[Start of Article]

The riverside at Castlefields

The riverside at Castlefields

Sunday, 24 February 2013

Barking mad ideas for Shrewsbury

There have been some barking mad ideas put forward over the years in terms of 'improving' Shrewsbury.
Here's just a few:
Barking mad idea number one: Renaming Shrewsbury as Shrewsbury-upon-Severn. You know? Like Stratford-upon-Avon? This was suggested in the early 1990s. As if centuries of tradition can be overturned on a public relations whim. It would bring in more tourists, they said. Really? Would it really? Happily, the idea was quickly forgotten.
Barking mad idea number two: Sticking a spire on top of the 900-year-old Abbey Church to, er, make it more attractive. No, I'm sure I didn't dream this outlandish suggestion. I recall seeing an artist's impression of this, drawn up about 20 years ago. Who are these people? I mean, really. Who are these people?
Barking Mad idea number three: City status for Shrewsbury. Why? Shrewsbury is a wonderful, beautiful town. What's to be gained by being a city?
Barking Mad idea number four: In the sixites (and, boy, does that decade have a lot to answer for?) someone (around the time of the Beeching axe falling upon our railway network) seriously suggested sweeping away our magnificent Victorian railway station and replacing it with a 'modern' construction of concrete and glass. If that had got the go-ahead, I would have settled for nothing less than the perpetrators being tied to a railway line and run over by a 50-truck freight train - three times!
It's reassuring to know that none of the above ever got beyond the barking mad suggestion stage.
However, plenty of barking mad suggestions DO gain credibility and DO eventually get the go-ahead.
For instance, the highly controversial plan to bring forward the frontages of several shops at Princess House in The Square has brought another barking mad idea to mind.
This current scheme may well be thought of as barking mad in its own right by many a protester (and I myself am not thrilled by the idea), but it is not this plan, in itself, to which I refer.
Bickering about the exact proportions of Princess House seems almost trivial in a sense. Because Princess House should never have been allowed in the first place.
This soulless stack of shoeboxes was parachuted down into Shrewsbury's otherwise gorgeous historic Square in the early seventies, replacing (almost unbelievably) the grand Italian-style Shirehall, designed by Sir Robert Smirke and completed in 1837.

[End of Article]
[Start of Recorded data]

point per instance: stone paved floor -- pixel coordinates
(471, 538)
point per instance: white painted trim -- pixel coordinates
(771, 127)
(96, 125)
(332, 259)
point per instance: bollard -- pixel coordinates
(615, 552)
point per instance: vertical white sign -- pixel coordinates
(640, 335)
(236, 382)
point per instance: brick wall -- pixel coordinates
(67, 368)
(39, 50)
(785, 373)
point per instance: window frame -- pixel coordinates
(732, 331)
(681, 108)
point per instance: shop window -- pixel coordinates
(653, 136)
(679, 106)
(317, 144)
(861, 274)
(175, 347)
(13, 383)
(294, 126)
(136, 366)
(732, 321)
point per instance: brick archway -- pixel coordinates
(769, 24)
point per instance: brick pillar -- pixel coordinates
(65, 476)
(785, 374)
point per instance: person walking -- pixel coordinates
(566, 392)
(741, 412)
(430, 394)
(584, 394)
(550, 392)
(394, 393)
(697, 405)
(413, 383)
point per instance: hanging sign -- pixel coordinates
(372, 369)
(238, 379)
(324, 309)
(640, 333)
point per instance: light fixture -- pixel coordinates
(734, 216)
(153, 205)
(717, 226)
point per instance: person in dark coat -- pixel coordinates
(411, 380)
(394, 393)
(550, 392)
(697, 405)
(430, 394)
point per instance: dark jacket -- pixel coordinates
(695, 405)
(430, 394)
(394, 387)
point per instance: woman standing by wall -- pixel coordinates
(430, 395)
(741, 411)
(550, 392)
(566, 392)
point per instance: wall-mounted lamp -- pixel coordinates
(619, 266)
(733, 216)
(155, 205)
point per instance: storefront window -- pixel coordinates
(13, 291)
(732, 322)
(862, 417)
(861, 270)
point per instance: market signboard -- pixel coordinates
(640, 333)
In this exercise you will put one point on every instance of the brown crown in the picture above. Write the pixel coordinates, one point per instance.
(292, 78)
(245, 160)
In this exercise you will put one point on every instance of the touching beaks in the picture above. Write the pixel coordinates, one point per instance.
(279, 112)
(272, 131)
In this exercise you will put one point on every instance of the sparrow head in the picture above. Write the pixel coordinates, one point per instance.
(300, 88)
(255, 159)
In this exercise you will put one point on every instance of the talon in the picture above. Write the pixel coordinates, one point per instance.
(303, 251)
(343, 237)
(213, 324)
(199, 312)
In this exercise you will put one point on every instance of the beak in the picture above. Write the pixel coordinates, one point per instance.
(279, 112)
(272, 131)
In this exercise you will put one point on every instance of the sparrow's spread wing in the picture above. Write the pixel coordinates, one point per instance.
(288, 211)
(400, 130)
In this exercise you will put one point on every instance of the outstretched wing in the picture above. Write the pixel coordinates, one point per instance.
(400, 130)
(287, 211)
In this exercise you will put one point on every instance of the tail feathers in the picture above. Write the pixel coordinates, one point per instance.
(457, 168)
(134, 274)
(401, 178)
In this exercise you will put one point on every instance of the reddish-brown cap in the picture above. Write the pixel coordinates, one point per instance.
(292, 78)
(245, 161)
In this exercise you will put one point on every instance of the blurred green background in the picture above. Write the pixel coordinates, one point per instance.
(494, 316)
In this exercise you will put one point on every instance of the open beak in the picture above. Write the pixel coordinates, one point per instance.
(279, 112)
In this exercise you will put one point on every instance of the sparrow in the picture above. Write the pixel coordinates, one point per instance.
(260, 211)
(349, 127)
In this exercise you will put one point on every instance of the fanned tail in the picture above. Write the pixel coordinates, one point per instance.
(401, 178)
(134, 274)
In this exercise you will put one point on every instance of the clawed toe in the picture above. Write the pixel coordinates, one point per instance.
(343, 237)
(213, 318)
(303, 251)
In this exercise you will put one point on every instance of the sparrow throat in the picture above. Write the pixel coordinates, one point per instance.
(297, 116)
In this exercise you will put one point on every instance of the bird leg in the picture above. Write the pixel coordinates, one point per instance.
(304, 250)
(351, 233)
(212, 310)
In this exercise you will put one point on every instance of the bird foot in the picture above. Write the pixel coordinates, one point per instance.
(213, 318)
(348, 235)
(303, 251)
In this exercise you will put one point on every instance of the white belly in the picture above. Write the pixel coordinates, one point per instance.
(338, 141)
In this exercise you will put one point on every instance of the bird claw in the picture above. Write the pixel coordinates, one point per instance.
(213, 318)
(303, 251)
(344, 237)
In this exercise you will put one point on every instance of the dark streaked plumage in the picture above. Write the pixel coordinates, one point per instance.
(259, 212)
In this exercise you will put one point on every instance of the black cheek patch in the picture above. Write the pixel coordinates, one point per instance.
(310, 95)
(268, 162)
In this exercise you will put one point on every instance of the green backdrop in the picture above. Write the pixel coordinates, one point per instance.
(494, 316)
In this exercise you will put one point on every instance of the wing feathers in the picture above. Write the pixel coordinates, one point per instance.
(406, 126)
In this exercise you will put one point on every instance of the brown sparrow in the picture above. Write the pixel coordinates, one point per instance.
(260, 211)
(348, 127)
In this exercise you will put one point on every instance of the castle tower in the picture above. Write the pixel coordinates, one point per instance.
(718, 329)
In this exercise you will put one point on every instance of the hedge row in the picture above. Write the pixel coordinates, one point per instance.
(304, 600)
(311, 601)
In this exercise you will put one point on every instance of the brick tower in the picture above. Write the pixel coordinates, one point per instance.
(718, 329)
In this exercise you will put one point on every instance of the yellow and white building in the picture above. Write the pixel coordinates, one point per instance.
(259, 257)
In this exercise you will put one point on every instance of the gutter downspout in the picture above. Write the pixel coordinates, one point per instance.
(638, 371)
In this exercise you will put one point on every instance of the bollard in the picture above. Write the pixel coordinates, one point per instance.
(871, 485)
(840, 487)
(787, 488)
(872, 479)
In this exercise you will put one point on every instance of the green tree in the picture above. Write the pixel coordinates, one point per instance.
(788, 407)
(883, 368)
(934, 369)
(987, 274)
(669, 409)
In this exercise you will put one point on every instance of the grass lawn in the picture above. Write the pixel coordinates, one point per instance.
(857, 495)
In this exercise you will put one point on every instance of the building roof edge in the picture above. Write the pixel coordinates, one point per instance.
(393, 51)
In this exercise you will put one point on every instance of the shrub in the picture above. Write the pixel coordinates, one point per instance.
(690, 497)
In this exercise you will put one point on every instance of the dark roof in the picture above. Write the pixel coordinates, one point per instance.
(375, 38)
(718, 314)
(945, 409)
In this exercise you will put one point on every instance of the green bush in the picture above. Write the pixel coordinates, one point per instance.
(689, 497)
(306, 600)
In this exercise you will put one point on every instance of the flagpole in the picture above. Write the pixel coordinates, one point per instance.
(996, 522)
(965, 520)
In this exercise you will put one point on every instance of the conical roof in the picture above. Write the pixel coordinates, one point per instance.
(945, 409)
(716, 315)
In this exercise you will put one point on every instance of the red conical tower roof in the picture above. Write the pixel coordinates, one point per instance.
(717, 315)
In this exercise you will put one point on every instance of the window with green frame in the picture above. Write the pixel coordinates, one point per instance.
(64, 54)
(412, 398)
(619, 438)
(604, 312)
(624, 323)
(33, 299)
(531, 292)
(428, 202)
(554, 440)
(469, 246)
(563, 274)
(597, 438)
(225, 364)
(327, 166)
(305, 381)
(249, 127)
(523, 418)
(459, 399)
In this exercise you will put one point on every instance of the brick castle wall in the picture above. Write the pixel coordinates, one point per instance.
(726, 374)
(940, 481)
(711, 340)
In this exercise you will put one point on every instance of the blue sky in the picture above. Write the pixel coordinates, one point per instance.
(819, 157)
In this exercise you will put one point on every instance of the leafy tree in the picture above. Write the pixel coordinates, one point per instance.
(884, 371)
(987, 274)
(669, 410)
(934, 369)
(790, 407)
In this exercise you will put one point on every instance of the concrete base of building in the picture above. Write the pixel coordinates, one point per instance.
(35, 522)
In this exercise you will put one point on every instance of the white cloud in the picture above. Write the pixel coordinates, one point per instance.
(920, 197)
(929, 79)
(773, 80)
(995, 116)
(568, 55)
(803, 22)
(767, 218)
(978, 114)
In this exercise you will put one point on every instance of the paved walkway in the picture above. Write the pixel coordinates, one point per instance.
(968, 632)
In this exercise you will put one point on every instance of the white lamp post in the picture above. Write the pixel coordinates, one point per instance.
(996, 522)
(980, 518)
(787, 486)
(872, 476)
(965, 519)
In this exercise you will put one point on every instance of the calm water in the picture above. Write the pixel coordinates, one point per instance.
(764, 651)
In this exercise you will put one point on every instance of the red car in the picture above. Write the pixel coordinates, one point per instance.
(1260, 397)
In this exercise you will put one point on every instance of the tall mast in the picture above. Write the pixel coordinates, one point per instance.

[End of Recorded data]

• [Tasks]:
[1] Retype the part of the Shrewsbury blog post starting at "Barking mad idea number two: Sticking" and ending at "being a city?".
[2] In the Shrewsbury blog post, who designed the Shirehall that Princess House replaced?
[3] Sum up the Shrewsbury blog post in two sentences.

• [Solutions to the problems]:
[1]
Barking mad idea number two: Sticking a spire on top of the 900-year-old Abbey Church to, er, make it more attractive. No, I'm sure I didn't dream this outlandish suggestion. I recall seeing an artist's impression of this, drawn up about 20 years ago. Who are these people? I mean, really. Who are these people?
Barking Mad idea number three: City status for Shrewsbury. Why? Shrewsbury is a wonderful, beautiful town. What's to be gained by being a city?

[2] Sir Robert Smirke.

[3] The post lists ideas for Shrewsbury that the writer calls barking mad: renaming the town Shrewsbury-upon-Severn, adding a spire to the Abbey Church, seeking city status, and replacing the Victorian railway station. None of these went beyond the suggestion stage, but the writer argues that Princess House, which replaced the 1837 Shirehall in The Square in the early seventies, should never have been allowed.